> **READING TEXT**
----------------
While President Recep Tayyip Erdogan may be a target for those who love Castro, his government has strived to maintain ties with the regime. Erdogan, who frequently rails against leftists in his home country, visited Cuba and met with high-ranking officials to discuss bilateral agreements. Erdogan repeatedly lobbied for the atheist communist government to allow Turkey to build a mosque in the country, modeled after a mosque in Istanbul, despite the nearly non-existent Muslims presence in Cuba. Erdogan has repeatedly asserted that he believes Muslim explorers reached the island of Cuba before Christopher Columbus; he bases this belief on Columbus’s comparison to the hills of Cuba to the architecture of mosques at a time, despite the fact that Columbus makes clear he is describing a natural formation.
Cuba’s government, a serial religious freedom violator, denied Erdogan’s appeal to build the mosque.
----------------
> **GIVEN INFORMATION**
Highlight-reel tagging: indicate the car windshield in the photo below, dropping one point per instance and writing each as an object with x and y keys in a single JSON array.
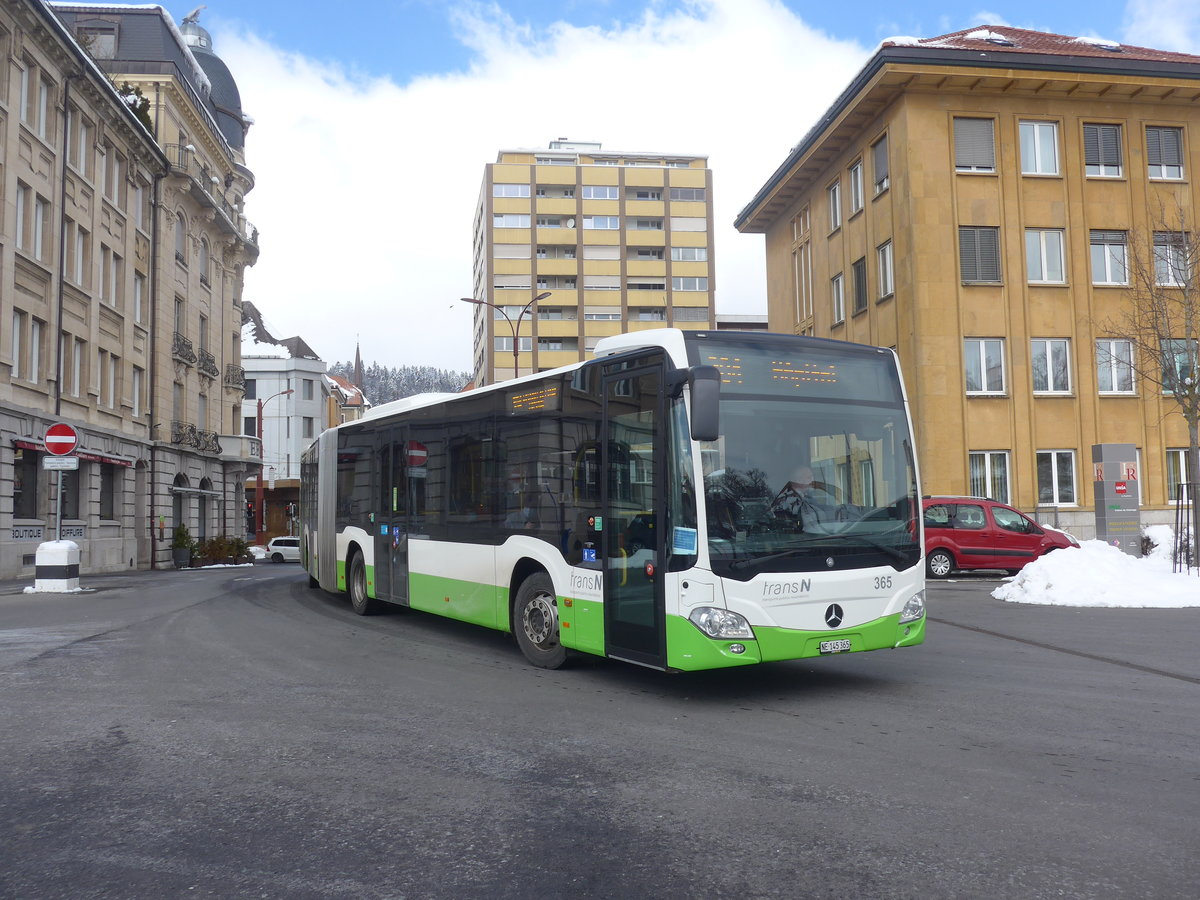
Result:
[{"x": 809, "y": 485}]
----------------
> **STATED PROBLEM A**
In the passage about Erdogan and Cuba, how did Cuba's government respond to Erdogan's appeal to build the mosque?
> **STATED PROBLEM B**
For each statement, say whether it agrees with the passage about Erdogan and Cuba: (i) Erdogan visited Cuba. (ii) The mosque Turkey wanted to build was modeled after a mosque in Ankara. (iii) Erdogan believes Muslim explorers reached Cuba before Christopher Columbus.
> **STATED PROBLEM C**
Carry the passage about Erdogan and Cuba forward from its last sentence.
The lines have nothing to do with the passage about Erdogan and Cuba.

> **RESPONSE A**
It denied the appeal.

> **RESPONSE B**
(i) Yes: "visited Cuba and met with high-ranking officials to discuss bilateral agreements"
(ii) No: "modeled after a mosque in Istanbul"
(iii) Yes: "he believes Muslim explorers reached the island of Cuba before Christopher Columbus"

> **RESPONSE C**
Fidel Castro’s regime has been responsible for the death, torture, and enslavement of tens of thousands of Cubans, specifically targeting gay and religious Cubans, who were seen as “counter-revolutionary” and thus worthy of elimination. Many of these were forced into labor camps known as the UMAP (“Military Units to Aid Production”), a favorite torture center for LGBT Cubans, Seventh-Day Adventists, and Jehovah’s Witnesses. Studies on the UMAP found that an estimated 30,000 Cubans were forced to toil in the UMAP while the system was active.